■ WRITTEN PROBLEM: Copy out the records below without any changes, taking only the stretch from the line that contains "Q: Point out the dark" through the line that contains "x=542 y=647".

■ DATA:
┌────────

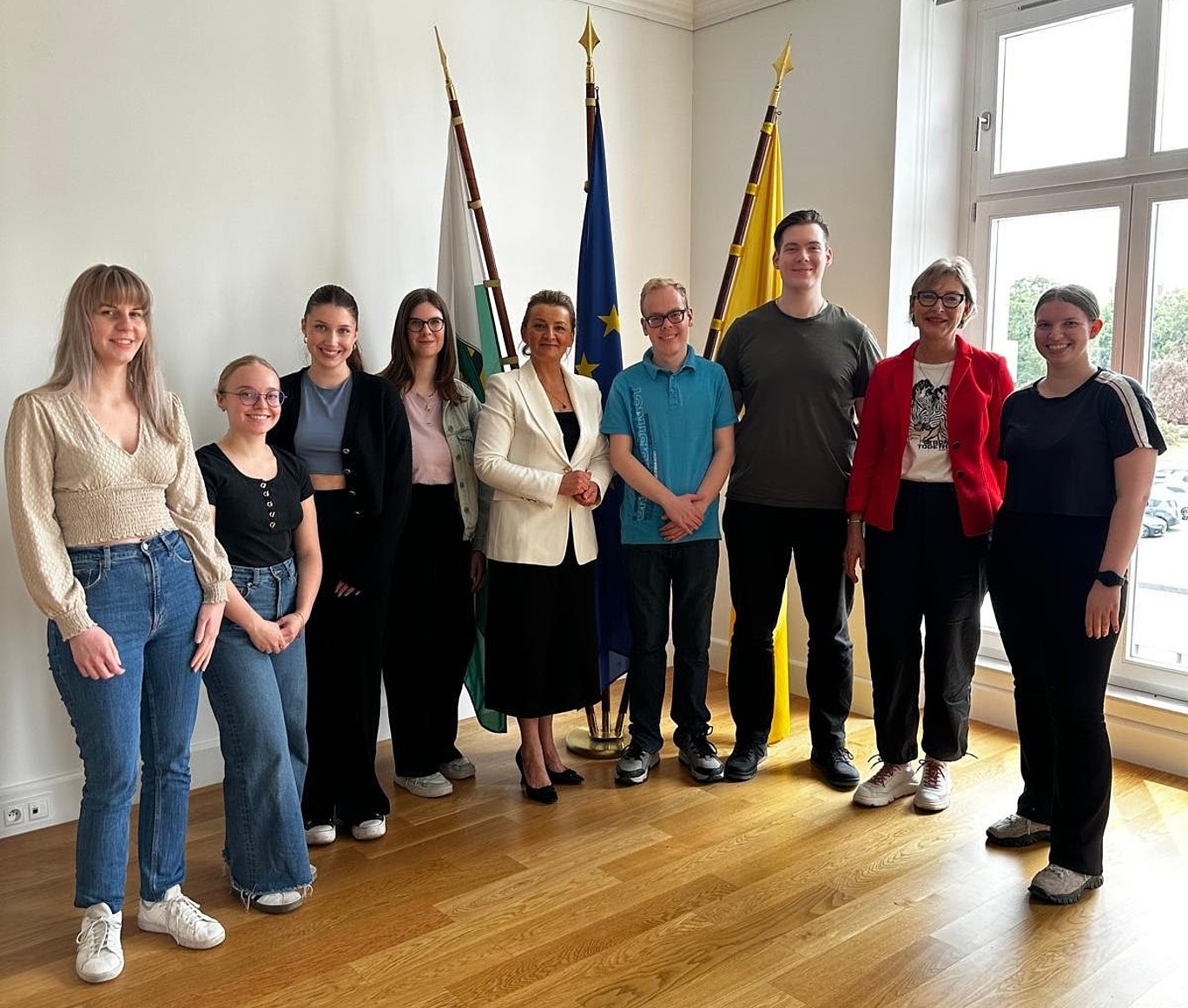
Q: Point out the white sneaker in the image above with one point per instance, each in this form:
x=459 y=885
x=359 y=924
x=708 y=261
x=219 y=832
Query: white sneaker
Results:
x=885 y=785
x=935 y=786
x=286 y=901
x=459 y=768
x=321 y=833
x=100 y=957
x=177 y=916
x=368 y=829
x=430 y=786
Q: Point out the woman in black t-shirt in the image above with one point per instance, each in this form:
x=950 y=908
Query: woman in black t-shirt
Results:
x=263 y=503
x=1080 y=448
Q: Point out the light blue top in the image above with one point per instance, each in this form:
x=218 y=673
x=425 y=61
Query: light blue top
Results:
x=317 y=441
x=670 y=418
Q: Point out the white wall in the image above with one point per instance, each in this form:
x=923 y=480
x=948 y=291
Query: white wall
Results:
x=238 y=155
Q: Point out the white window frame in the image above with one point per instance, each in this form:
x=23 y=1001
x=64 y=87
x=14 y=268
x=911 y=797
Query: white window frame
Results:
x=1132 y=183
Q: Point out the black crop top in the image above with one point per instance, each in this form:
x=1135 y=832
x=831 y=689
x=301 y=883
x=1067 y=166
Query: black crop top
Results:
x=254 y=519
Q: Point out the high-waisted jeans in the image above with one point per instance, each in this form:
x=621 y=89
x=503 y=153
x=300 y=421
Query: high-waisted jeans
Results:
x=146 y=596
x=259 y=702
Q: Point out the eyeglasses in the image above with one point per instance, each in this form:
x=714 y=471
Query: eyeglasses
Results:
x=432 y=325
x=249 y=397
x=656 y=320
x=928 y=298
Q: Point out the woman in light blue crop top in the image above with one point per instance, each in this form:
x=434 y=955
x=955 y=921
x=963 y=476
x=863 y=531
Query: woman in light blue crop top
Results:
x=349 y=429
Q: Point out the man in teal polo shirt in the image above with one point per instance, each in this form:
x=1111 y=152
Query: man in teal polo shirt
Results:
x=670 y=420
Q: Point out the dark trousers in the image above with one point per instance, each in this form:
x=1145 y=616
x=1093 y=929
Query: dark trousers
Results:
x=924 y=569
x=430 y=633
x=761 y=542
x=344 y=645
x=686 y=572
x=1041 y=570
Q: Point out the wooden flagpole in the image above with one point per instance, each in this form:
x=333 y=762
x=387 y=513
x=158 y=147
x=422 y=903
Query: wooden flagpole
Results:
x=782 y=65
x=474 y=202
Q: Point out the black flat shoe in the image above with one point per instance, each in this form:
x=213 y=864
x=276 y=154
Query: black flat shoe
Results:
x=545 y=795
x=568 y=775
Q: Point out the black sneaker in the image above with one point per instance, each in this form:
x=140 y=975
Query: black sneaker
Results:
x=742 y=762
x=838 y=766
x=700 y=755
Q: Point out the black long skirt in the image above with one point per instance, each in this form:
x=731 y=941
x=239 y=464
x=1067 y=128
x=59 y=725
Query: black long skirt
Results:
x=542 y=647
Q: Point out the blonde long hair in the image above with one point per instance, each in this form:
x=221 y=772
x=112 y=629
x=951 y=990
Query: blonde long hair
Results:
x=74 y=360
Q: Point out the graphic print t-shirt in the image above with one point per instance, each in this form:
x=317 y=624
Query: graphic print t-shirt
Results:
x=926 y=458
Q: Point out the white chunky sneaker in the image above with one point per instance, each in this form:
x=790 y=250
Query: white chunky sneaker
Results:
x=429 y=786
x=100 y=957
x=885 y=785
x=284 y=901
x=177 y=916
x=459 y=768
x=935 y=786
x=368 y=829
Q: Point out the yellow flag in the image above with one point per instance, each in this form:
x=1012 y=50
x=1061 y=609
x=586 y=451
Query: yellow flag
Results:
x=756 y=283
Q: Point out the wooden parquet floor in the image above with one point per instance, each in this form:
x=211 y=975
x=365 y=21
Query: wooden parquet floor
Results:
x=777 y=892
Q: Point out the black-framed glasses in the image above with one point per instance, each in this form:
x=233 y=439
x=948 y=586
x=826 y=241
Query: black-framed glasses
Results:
x=951 y=300
x=249 y=397
x=432 y=325
x=656 y=320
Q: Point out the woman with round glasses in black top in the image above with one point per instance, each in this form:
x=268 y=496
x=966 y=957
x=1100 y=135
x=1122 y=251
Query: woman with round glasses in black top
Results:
x=263 y=504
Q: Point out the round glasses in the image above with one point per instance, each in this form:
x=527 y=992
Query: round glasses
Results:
x=656 y=320
x=249 y=397
x=928 y=298
x=432 y=325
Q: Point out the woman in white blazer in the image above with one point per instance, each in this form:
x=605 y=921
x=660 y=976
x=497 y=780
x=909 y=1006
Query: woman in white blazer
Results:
x=538 y=446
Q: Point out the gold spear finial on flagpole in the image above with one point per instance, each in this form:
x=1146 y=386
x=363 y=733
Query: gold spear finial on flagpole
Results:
x=782 y=65
x=441 y=51
x=588 y=41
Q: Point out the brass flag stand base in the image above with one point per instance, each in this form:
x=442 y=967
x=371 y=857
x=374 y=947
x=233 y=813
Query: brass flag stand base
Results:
x=604 y=743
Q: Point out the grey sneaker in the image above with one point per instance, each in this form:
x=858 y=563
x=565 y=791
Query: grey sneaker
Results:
x=100 y=956
x=633 y=765
x=885 y=785
x=430 y=786
x=935 y=786
x=178 y=916
x=1016 y=830
x=459 y=768
x=1058 y=885
x=700 y=755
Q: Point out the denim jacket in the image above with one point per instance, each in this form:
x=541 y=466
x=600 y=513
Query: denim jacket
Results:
x=461 y=422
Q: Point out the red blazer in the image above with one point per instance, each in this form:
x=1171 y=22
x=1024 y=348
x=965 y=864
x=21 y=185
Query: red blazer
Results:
x=979 y=384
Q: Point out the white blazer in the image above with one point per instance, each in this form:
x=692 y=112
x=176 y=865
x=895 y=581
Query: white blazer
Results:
x=519 y=452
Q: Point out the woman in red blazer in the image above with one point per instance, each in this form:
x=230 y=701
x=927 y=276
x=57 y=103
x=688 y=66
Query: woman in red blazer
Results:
x=927 y=482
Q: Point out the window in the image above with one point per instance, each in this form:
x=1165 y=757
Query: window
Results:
x=1079 y=174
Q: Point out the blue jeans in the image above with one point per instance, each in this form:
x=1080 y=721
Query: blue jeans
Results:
x=686 y=572
x=259 y=702
x=146 y=596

└────────

■ RESPONSE:
Q: Point out the dark trousers in the image above with one point per instance, each in this form:
x=1145 y=616
x=1093 y=929
Query: dark trousers
Results:
x=924 y=569
x=430 y=633
x=761 y=542
x=344 y=645
x=686 y=572
x=1041 y=570
Q: Point out the wooden flagpole in the image above with one point per instance, each in this form:
x=333 y=762
x=387 y=513
x=158 y=147
x=422 y=903
Query: wooden flagpole
Results:
x=782 y=65
x=474 y=202
Q: Point out the black flat shoe in the image above with one point per instance, each in this form:
x=213 y=864
x=276 y=154
Query: black flat shoe
Results:
x=545 y=795
x=568 y=775
Q: Point out the black sneaker in the image above with one point per instance, each in this form:
x=140 y=975
Query: black sneaker
Results:
x=742 y=762
x=838 y=766
x=700 y=755
Q: Point out the black long skirt in the image above with one point per instance, each in this form:
x=731 y=941
x=239 y=464
x=1067 y=128
x=59 y=725
Query: black long skirt
Results:
x=542 y=647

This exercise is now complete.